▸ **WHAT TO PRODUCE**:
Output exactly the lines from the one holding "Target: tall ladder" through the final line of the entries.

::::::

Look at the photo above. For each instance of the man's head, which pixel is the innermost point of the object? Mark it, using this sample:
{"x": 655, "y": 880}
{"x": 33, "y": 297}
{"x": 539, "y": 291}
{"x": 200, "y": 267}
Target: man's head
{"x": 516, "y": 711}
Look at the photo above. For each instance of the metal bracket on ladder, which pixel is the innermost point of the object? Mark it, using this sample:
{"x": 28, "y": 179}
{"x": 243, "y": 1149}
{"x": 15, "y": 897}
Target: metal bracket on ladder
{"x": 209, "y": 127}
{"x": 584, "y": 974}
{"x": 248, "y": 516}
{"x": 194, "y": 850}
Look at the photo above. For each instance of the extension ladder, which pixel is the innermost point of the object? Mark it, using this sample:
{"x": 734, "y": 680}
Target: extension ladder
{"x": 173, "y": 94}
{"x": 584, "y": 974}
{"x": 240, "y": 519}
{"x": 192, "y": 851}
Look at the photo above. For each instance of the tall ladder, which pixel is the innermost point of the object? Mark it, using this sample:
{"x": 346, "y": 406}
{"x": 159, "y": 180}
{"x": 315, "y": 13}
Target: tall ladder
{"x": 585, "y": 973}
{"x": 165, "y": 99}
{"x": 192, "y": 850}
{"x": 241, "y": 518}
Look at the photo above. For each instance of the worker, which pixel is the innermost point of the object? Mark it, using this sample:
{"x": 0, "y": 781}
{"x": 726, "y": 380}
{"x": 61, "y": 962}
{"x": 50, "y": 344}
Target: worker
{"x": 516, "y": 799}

::::::

▸ **ANSWER**:
Target: tall ladder
{"x": 585, "y": 973}
{"x": 165, "y": 99}
{"x": 192, "y": 850}
{"x": 241, "y": 518}
Look at the photo above. For each instance of the worker, which pixel is the innermost point of the object? Mark it, using this sample:
{"x": 0, "y": 781}
{"x": 726, "y": 380}
{"x": 61, "y": 962}
{"x": 50, "y": 344}
Target: worker
{"x": 516, "y": 799}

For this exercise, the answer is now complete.